Problem details: Reproduce verbatim only the lines from the one containing "board and record integer pixel coordinates." through the last line below, both included.

Dataset:
********************

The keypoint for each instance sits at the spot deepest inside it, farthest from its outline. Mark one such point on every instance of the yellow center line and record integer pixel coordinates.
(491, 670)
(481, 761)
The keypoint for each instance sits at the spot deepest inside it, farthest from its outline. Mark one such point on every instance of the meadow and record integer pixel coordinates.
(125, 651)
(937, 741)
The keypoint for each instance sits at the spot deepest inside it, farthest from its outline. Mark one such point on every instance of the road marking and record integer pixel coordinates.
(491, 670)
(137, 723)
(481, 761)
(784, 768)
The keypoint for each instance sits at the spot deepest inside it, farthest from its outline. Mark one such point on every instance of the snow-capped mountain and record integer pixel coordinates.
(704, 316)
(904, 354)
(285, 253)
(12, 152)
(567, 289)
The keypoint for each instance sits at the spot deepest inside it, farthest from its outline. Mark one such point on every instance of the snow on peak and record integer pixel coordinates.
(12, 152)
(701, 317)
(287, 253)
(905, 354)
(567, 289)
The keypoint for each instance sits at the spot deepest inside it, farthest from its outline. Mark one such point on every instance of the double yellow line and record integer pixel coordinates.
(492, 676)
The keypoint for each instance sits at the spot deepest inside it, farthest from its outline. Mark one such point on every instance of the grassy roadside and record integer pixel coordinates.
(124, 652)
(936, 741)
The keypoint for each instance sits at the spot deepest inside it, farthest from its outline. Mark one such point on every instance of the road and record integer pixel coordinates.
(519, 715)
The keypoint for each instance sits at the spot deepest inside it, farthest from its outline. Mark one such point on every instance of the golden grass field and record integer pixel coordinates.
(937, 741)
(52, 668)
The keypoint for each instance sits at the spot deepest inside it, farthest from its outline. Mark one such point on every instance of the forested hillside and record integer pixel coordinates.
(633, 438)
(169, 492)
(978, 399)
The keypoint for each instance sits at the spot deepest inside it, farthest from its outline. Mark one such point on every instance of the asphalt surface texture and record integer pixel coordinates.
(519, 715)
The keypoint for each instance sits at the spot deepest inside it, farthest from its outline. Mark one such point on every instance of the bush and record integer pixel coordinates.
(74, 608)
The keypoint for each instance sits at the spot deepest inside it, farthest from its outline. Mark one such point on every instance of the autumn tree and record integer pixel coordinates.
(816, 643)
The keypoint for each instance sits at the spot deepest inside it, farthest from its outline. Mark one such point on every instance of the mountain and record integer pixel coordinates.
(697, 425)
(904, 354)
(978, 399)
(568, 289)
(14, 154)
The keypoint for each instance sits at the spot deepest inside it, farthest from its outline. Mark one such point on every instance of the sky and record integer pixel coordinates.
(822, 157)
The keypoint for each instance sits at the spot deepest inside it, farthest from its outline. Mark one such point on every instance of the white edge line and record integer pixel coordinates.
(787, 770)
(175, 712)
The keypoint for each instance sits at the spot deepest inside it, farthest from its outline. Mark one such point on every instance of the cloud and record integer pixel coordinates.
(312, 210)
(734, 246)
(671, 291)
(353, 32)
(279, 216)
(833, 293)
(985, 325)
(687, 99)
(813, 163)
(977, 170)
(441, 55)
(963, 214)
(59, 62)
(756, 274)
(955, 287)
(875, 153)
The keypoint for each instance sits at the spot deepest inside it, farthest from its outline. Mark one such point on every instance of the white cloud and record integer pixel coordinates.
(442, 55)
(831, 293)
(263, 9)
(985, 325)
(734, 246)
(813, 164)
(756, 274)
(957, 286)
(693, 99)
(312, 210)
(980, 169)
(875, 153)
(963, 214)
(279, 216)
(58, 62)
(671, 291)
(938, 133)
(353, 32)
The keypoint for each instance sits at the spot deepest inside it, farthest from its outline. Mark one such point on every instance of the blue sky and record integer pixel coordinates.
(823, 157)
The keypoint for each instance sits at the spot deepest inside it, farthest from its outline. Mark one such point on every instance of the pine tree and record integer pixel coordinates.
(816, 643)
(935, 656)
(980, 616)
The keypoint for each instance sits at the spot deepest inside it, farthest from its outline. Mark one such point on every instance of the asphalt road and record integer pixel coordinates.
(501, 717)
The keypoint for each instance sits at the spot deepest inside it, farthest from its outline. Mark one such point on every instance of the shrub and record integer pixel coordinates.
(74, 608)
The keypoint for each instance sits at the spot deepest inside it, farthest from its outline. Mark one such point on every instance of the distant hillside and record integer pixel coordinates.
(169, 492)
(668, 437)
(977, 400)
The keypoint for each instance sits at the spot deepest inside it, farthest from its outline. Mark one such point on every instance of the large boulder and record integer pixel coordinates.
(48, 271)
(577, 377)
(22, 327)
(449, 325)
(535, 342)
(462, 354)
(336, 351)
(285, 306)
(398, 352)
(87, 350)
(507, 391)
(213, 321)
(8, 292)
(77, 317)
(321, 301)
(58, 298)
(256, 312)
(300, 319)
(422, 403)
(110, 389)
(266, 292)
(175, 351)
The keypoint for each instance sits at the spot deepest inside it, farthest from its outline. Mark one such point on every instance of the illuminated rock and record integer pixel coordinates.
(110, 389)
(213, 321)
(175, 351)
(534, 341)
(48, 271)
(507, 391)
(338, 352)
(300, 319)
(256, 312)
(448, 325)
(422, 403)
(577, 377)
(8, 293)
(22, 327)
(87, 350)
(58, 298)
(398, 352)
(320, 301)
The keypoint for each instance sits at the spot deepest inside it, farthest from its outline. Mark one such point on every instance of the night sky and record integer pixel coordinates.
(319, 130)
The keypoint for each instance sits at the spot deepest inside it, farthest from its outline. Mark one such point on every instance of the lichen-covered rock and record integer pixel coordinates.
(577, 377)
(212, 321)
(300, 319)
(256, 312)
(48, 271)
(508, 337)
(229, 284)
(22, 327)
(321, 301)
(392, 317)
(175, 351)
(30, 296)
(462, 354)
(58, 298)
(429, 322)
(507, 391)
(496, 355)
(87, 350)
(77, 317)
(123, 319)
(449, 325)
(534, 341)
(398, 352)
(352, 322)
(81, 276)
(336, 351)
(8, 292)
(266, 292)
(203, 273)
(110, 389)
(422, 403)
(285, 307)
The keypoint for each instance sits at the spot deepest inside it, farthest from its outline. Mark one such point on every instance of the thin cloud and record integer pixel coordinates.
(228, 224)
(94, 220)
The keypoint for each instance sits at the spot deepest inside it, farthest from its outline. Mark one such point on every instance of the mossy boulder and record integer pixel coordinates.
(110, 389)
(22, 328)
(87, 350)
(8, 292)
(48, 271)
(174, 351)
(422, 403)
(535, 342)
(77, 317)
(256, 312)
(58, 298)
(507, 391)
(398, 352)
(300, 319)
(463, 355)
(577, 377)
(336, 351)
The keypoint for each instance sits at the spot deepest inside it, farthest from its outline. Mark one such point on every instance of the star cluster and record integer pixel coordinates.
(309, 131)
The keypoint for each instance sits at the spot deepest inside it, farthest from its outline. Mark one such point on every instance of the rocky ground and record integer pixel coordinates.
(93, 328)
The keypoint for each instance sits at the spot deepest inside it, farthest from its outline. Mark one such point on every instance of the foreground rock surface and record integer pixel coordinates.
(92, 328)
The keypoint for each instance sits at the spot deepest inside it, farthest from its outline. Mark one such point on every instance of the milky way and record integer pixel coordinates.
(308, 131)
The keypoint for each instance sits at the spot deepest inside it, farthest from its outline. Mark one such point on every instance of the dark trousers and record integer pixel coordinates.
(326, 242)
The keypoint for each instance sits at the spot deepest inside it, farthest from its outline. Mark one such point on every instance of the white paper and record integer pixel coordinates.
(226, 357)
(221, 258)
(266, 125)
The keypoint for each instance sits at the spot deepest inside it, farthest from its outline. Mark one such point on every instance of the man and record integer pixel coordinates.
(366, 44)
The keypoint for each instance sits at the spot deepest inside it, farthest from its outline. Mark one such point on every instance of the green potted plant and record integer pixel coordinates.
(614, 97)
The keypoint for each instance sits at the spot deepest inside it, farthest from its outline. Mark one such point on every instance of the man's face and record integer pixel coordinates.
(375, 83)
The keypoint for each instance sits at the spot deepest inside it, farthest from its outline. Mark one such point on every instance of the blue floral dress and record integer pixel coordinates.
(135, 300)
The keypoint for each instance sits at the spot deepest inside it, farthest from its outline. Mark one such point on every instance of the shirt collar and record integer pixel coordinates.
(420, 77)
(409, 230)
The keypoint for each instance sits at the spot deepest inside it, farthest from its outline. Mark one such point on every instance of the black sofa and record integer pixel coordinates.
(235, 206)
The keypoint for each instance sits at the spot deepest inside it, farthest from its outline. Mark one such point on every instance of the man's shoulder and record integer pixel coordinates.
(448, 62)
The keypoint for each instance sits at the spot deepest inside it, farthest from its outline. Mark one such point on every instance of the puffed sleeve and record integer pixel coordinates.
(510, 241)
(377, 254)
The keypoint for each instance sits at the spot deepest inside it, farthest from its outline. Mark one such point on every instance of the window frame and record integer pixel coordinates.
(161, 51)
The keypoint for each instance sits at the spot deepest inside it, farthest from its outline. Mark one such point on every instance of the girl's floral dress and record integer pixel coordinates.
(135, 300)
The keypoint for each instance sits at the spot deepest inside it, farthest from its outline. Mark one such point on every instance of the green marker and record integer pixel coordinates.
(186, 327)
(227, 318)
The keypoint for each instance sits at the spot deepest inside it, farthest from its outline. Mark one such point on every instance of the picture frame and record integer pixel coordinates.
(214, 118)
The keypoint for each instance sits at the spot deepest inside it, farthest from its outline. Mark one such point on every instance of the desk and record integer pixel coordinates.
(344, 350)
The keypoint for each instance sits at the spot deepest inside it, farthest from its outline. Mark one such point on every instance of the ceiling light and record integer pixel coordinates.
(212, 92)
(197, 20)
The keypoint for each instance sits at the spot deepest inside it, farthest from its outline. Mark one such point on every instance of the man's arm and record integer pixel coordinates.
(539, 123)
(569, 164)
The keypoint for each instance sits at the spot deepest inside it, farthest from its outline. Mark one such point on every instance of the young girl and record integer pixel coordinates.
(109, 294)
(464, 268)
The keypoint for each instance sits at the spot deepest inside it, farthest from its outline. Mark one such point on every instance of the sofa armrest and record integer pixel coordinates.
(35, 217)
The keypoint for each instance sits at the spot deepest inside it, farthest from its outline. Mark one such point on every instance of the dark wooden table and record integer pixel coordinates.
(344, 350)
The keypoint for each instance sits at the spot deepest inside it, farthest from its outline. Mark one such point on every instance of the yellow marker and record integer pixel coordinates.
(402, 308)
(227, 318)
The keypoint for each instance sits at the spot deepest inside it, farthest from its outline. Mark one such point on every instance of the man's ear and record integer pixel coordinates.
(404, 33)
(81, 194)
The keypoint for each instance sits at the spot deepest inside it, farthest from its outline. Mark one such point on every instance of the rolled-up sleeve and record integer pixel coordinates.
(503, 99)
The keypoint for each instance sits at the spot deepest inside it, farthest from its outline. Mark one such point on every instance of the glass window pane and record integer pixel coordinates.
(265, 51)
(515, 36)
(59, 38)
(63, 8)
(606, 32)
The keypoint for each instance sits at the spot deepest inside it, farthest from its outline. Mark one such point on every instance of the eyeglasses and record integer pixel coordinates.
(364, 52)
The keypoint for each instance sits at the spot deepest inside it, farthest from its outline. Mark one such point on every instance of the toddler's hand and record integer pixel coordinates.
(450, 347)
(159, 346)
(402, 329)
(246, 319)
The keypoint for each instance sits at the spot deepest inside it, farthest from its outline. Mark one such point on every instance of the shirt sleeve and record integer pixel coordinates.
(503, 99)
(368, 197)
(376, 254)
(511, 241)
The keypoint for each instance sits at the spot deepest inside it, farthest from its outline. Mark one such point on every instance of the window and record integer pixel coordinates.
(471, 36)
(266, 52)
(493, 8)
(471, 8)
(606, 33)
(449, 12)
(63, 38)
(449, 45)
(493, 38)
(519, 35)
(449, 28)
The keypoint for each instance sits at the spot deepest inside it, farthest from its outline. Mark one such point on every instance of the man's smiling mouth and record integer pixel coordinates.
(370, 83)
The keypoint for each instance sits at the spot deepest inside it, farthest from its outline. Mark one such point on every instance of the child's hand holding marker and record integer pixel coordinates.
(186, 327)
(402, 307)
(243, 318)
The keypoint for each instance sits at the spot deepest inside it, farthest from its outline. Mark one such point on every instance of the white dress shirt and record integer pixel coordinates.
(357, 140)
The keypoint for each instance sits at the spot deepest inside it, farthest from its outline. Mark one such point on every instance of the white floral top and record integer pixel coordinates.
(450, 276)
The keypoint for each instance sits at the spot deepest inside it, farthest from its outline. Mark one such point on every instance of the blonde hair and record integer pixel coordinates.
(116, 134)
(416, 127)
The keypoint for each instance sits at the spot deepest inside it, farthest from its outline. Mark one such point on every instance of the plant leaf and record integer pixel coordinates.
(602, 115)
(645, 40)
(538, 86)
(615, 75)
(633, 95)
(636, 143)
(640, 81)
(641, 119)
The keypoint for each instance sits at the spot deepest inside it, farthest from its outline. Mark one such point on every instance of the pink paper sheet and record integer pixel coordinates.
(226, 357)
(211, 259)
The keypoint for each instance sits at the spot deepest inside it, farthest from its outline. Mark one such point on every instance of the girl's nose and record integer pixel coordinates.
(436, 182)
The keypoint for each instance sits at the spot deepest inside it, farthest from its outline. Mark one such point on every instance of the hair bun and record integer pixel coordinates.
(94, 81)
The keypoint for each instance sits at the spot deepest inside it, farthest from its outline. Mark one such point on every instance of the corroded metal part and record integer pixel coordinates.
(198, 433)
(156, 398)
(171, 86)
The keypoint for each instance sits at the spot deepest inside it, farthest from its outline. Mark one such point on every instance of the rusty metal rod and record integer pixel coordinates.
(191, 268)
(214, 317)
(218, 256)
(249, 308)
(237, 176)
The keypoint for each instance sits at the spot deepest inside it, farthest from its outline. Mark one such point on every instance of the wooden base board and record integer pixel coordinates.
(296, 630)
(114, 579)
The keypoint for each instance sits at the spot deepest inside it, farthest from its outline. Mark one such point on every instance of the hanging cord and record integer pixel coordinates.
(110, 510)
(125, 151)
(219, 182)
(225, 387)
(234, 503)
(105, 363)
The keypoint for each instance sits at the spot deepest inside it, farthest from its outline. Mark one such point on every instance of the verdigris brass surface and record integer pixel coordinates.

********************

Exercise response:
The keypoint for each instance sits at the spot deepest inside it, farthest from its outline. Mark one such point on every instance of the wooden base board and record integer pixel coordinates.
(296, 630)
(114, 579)
The keypoint for each instance sits at the spot deepest inside it, farthest from its outline. Mark one such point on every instance of the hanging cord and record integer pixel coordinates.
(110, 510)
(125, 151)
(219, 182)
(225, 387)
(234, 503)
(105, 363)
The keypoint for each instance sits at the spot deepest inside it, farthest from its outline. Mark one such point on every instance of the verdigris brass surface and record integer pixel coordinates.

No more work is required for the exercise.